● **EXERCISE**: All lines from the one containing "In this exercise you will mark the wide" through the last line below must be duplicated exactly, with nothing outside that span.

● **INFORMATION PROVIDED**:
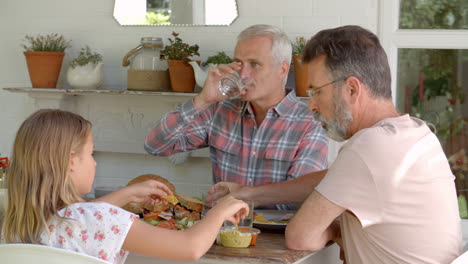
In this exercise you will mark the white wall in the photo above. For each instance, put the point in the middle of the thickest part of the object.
(89, 22)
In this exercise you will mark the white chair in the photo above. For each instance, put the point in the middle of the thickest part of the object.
(462, 259)
(32, 253)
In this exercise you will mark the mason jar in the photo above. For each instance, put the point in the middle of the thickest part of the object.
(146, 70)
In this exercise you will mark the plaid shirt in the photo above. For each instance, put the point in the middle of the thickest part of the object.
(288, 143)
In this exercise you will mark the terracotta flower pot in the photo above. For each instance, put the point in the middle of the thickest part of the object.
(44, 68)
(181, 76)
(300, 76)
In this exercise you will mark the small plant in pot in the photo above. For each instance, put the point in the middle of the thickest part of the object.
(300, 70)
(44, 57)
(219, 58)
(85, 70)
(178, 54)
(201, 74)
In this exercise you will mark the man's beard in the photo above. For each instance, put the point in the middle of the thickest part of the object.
(338, 126)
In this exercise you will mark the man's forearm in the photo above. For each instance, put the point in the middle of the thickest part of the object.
(293, 191)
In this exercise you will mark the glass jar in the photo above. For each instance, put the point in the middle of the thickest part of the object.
(146, 70)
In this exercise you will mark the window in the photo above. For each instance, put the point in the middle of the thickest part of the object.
(427, 45)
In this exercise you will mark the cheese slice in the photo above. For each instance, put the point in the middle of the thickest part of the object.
(261, 219)
(171, 199)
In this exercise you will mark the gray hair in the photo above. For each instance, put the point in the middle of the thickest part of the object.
(353, 51)
(281, 50)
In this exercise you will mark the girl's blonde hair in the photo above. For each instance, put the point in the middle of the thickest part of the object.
(39, 182)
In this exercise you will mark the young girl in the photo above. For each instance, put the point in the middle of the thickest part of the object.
(52, 167)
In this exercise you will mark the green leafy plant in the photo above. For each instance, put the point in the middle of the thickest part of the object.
(178, 50)
(86, 56)
(298, 46)
(219, 58)
(153, 18)
(51, 42)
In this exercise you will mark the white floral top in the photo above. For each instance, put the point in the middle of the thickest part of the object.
(97, 229)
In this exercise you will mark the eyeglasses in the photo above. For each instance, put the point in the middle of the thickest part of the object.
(314, 90)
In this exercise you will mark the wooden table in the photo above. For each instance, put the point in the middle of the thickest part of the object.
(270, 248)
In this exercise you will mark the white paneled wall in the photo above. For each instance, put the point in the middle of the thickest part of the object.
(89, 22)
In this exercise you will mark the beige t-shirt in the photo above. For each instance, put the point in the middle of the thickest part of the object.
(396, 184)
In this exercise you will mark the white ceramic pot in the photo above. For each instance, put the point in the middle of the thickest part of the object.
(88, 77)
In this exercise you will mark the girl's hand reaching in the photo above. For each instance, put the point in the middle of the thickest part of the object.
(231, 209)
(148, 191)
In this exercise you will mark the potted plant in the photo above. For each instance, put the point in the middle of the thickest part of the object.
(300, 71)
(201, 74)
(219, 58)
(44, 57)
(85, 70)
(178, 54)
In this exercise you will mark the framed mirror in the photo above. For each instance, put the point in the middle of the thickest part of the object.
(175, 12)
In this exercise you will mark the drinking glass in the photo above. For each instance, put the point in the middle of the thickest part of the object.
(231, 85)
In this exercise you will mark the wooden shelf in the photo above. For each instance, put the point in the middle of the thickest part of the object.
(98, 92)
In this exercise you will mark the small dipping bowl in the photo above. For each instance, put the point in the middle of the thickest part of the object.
(240, 238)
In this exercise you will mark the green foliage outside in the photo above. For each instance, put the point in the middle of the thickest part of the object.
(153, 18)
(86, 56)
(51, 43)
(298, 46)
(219, 58)
(432, 14)
(438, 66)
(178, 50)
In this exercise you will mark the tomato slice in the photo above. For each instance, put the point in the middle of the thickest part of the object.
(170, 224)
(151, 216)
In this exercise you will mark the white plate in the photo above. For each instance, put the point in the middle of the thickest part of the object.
(272, 215)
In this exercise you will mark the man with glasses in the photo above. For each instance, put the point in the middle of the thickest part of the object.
(265, 136)
(391, 185)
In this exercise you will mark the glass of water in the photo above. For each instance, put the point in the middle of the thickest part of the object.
(232, 85)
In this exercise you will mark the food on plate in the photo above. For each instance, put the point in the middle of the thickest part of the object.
(284, 219)
(240, 237)
(235, 238)
(260, 218)
(173, 211)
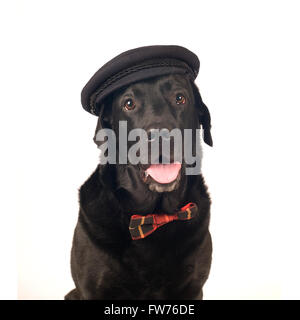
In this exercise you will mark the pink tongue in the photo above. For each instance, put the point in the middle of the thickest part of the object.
(164, 173)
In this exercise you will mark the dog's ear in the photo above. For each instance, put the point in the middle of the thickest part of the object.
(203, 114)
(104, 118)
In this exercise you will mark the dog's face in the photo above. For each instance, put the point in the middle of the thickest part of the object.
(165, 102)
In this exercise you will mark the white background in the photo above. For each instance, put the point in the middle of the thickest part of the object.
(249, 78)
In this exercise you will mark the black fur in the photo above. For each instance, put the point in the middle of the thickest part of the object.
(174, 261)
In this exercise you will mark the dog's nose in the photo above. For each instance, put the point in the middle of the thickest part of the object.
(154, 134)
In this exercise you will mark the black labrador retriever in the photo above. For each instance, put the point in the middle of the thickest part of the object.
(174, 261)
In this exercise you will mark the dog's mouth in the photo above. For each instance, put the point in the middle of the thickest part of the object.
(163, 173)
(162, 177)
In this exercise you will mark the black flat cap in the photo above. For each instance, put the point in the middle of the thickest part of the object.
(136, 65)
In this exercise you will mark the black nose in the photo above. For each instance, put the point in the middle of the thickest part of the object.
(154, 134)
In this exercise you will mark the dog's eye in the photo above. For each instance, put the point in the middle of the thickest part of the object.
(129, 104)
(180, 98)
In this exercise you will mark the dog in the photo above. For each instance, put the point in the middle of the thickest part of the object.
(174, 261)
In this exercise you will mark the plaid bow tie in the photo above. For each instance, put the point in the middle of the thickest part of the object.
(142, 226)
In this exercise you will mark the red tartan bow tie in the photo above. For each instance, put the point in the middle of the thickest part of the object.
(142, 226)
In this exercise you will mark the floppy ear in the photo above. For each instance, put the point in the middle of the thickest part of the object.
(104, 118)
(204, 115)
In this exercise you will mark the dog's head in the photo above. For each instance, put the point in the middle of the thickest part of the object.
(164, 102)
(150, 89)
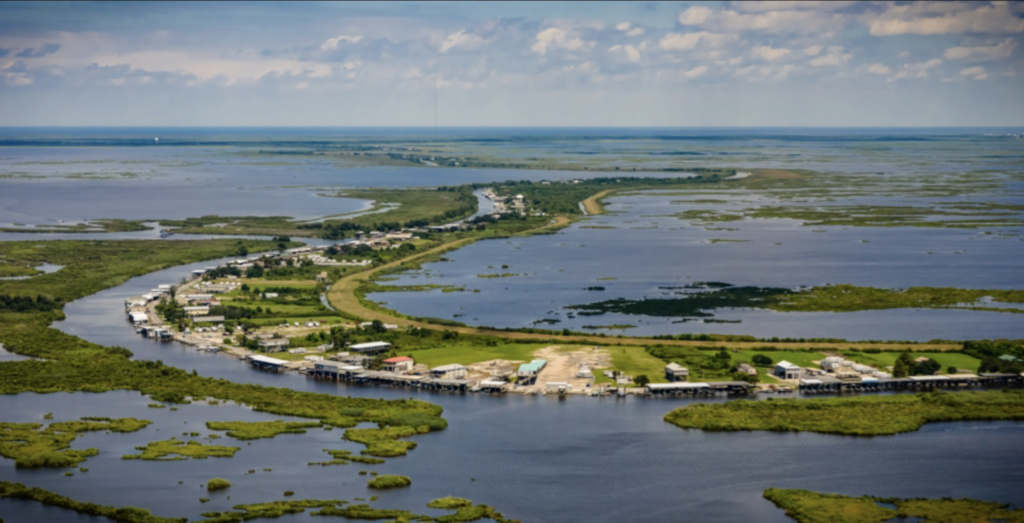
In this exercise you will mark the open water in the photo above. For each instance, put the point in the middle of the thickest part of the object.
(540, 459)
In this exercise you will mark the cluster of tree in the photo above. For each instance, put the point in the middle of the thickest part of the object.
(172, 311)
(996, 356)
(713, 363)
(28, 304)
(560, 198)
(906, 365)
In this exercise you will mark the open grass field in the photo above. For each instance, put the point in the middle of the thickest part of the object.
(466, 353)
(802, 358)
(946, 359)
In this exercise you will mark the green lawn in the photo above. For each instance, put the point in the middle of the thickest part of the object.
(468, 353)
(634, 361)
(802, 358)
(883, 359)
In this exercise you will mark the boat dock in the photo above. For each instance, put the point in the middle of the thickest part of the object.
(826, 384)
(352, 374)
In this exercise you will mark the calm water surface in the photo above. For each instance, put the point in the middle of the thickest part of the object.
(537, 459)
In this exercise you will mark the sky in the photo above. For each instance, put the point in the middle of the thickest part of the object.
(770, 63)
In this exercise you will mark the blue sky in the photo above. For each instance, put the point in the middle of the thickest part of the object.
(512, 63)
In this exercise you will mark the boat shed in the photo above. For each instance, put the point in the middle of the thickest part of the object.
(371, 347)
(452, 372)
(273, 344)
(266, 362)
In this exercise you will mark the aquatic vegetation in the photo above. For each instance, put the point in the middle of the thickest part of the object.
(389, 481)
(258, 430)
(807, 507)
(269, 510)
(832, 298)
(217, 484)
(124, 515)
(449, 503)
(384, 442)
(346, 456)
(157, 450)
(31, 445)
(865, 416)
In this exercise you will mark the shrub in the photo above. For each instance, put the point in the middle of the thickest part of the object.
(381, 482)
(217, 484)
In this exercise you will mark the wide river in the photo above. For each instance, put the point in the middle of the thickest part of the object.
(538, 459)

● **RESPONSE BELOW**:
In this exercise you will mark the wide river in the photo above. For each instance, put the point in the middle of the thickest part of the object.
(538, 459)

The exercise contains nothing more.